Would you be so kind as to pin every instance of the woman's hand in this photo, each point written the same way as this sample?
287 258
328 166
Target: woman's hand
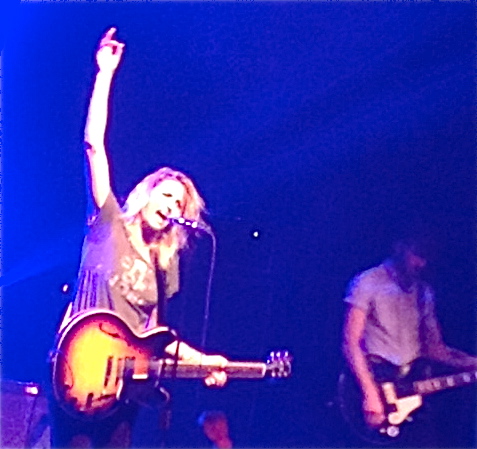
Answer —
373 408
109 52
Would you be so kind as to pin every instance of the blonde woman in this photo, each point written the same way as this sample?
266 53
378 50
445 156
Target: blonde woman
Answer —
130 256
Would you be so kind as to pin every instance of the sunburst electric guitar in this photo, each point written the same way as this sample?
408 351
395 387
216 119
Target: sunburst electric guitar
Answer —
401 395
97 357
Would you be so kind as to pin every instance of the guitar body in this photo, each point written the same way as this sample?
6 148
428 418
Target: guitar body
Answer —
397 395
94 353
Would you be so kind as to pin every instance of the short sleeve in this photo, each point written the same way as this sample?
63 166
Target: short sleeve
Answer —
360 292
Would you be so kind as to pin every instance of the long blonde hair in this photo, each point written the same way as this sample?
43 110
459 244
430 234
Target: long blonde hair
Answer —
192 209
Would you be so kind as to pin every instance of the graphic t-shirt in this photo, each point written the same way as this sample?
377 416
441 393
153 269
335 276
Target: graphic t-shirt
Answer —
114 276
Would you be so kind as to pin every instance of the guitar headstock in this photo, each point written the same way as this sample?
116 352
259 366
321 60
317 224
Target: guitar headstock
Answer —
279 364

--

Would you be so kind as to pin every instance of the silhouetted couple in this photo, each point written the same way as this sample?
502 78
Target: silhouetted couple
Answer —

-- Exercise instructions --
Which lines in the items above contain the string "blonde" with the same capitalization? Copy each of those lines in full.

-- Response to the task --
Would you be so kind as to pin every instance of the blonde woman in this photo, each point written the same way as this sample?
Target: blonde woman
Would you be so kind as to pin every instance of the long blonde hair in this photo, each point written the same way as this sample?
Target: long blonde hair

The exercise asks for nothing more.